* Written request:
Reproduce everything from the line containing "[pin] green tree" down to the end of the records, renaming every "instance" to "object" and leaving all else unchanged. Omit the pictures from your answer.

* Labeled-object pointing entries:
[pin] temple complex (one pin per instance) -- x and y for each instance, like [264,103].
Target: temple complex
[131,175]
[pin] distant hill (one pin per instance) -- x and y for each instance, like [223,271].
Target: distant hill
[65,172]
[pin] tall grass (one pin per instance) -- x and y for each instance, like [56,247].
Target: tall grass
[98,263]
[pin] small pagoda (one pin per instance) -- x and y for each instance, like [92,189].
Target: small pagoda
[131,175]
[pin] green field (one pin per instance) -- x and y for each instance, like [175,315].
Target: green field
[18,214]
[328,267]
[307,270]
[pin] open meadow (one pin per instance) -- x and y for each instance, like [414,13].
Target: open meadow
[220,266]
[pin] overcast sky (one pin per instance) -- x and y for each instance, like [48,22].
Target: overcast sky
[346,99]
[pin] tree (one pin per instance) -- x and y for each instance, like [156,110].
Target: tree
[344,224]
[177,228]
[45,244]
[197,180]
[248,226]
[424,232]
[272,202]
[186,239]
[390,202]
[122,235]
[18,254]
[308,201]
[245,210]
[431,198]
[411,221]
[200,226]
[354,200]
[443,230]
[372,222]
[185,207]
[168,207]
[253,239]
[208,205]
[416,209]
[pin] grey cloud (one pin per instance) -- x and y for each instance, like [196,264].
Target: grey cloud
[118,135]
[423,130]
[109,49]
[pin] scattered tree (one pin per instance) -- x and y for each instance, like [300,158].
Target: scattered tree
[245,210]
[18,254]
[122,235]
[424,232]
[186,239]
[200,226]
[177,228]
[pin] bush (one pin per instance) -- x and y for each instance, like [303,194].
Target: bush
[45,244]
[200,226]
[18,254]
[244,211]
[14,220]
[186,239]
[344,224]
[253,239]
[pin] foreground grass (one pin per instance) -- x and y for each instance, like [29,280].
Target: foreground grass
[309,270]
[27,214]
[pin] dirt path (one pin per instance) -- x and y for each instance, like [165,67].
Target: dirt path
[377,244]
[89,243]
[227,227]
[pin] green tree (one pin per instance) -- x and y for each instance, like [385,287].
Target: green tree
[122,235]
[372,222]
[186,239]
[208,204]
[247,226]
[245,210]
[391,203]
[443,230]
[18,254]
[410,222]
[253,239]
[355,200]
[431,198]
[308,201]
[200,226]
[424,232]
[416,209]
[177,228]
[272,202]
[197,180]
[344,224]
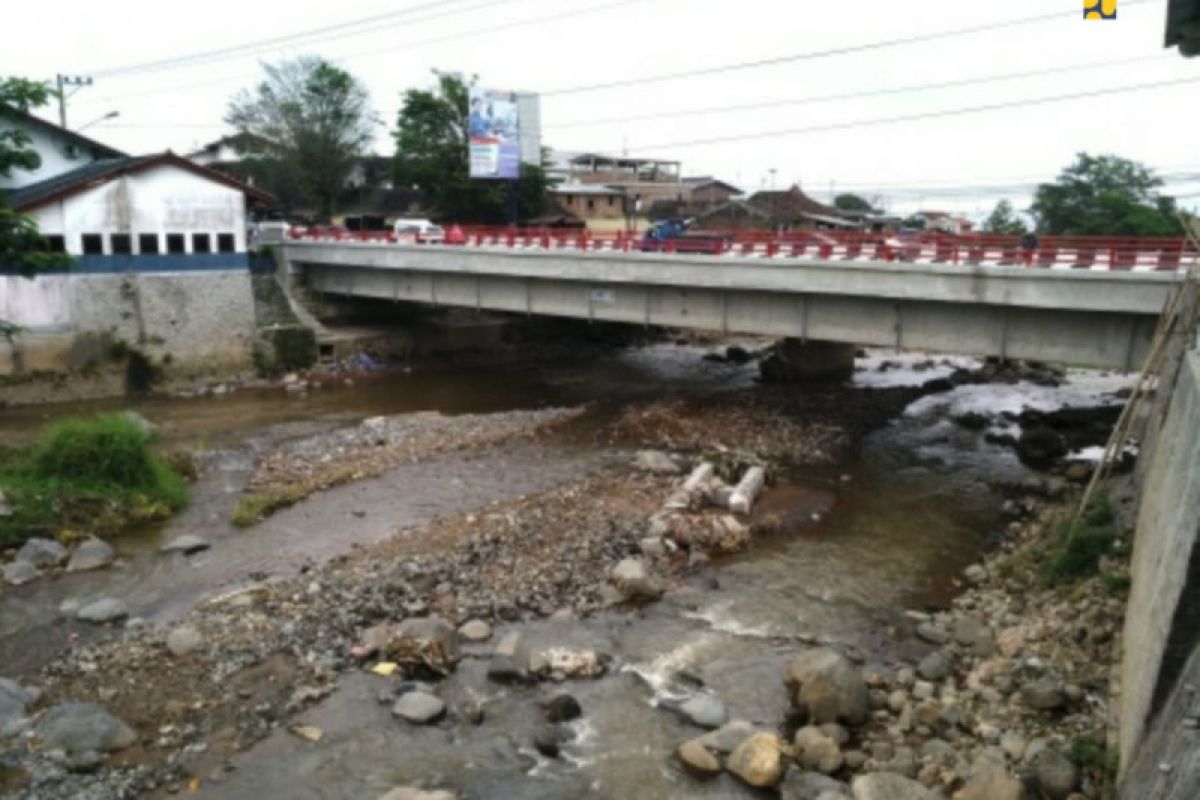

* Solution for this problem:
[pin] green tree (one pin per object) -- x and y for each object, like [385,287].
Target: green tree
[122,235]
[372,222]
[186,239]
[208,204]
[247,226]
[245,210]
[391,203]
[443,230]
[18,254]
[410,222]
[253,239]
[355,200]
[431,198]
[308,201]
[200,226]
[424,232]
[416,209]
[177,228]
[272,202]
[197,180]
[344,224]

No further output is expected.